[Exercise requirements]:
Reproduce, with no edits, the line that contains "Expected behaviour: place one point on the utility" and all the lines that follow it, ending with the last line of the records.

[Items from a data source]
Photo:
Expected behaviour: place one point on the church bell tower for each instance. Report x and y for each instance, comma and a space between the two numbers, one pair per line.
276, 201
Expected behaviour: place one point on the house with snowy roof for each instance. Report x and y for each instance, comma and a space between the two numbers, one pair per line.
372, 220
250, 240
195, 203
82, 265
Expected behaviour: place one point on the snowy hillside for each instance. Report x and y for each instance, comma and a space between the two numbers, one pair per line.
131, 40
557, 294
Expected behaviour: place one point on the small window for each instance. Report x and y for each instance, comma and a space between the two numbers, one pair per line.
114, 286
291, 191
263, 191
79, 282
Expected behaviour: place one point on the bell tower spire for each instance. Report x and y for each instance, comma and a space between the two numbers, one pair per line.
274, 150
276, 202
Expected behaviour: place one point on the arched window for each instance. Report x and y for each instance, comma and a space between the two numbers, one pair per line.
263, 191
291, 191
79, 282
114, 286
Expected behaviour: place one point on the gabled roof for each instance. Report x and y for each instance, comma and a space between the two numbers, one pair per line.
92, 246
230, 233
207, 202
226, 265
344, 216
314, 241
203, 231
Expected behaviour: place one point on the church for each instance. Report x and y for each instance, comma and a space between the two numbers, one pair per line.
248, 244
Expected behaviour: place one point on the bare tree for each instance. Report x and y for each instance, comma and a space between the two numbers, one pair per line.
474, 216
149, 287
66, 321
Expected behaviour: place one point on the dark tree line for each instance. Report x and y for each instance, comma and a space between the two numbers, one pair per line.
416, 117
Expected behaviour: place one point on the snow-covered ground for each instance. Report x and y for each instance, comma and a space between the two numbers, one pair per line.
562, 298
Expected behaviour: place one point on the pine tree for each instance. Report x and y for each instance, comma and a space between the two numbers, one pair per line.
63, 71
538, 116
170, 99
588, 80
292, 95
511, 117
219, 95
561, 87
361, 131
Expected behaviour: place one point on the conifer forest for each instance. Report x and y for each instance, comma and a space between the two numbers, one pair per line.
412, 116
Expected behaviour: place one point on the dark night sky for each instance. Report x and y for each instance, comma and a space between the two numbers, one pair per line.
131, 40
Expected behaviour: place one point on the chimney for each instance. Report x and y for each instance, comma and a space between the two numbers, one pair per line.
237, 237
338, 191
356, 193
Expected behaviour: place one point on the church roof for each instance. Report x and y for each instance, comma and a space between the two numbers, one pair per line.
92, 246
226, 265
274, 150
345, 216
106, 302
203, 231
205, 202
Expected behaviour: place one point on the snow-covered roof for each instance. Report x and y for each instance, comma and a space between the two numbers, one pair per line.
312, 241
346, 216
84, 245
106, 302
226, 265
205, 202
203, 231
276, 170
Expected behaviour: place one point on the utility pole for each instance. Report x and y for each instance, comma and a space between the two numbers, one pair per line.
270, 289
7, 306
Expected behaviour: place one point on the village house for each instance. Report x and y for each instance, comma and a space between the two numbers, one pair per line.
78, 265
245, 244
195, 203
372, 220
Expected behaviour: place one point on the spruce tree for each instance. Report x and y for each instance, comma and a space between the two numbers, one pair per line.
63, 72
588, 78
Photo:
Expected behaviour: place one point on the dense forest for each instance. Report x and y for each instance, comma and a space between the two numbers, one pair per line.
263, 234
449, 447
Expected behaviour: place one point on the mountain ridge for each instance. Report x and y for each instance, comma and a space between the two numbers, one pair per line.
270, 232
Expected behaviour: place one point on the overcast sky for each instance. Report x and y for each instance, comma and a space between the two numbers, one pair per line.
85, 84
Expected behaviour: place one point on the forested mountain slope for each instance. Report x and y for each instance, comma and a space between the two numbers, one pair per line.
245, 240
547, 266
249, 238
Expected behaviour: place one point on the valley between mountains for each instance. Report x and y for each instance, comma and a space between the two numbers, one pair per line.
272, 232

[Task solution]:
Expected behaviour: place one point on the utility pole for each instance. Report x and y for each instance, comma and a space between the two numbers, one pair per line.
270, 289
7, 306
Expected behaviour: place one point on the village house for each instance. Report x and y for each instance, comma and a space between the two numbers, one pair per line.
78, 265
245, 244
195, 203
372, 220
Expected behaviour: place one point on the spruce tree for each instance. Report x and y for each instance, comma and a space between the two numbers, one pair per line.
63, 72
588, 78
Photo:
Expected behaviour: place one point on the dense forest for each instance. Report x and y for each instance, comma and a space between the two numbers, one pair per line.
263, 234
449, 447
Expected behaviour: place one point on the mountain ridge for each instance. Report x and y for each instance, comma and a space between the two numbers, one pair per line.
270, 232
Expected behaviour: place one point on the overcast sky for each instance. Report x and y for each instance, comma and a space between the two numbers, one pair per line.
85, 84
Expected behaviour: place one point on the forested mountain slope for each instance. Report x and y for each instance, comma and a space between the two numbers, one pair per line.
245, 240
547, 266
249, 238
Expected behaviour: place one point on the valley between mountains for each instance. Report x and y for each instance, comma and a space between the two numbers, one pair per line.
272, 232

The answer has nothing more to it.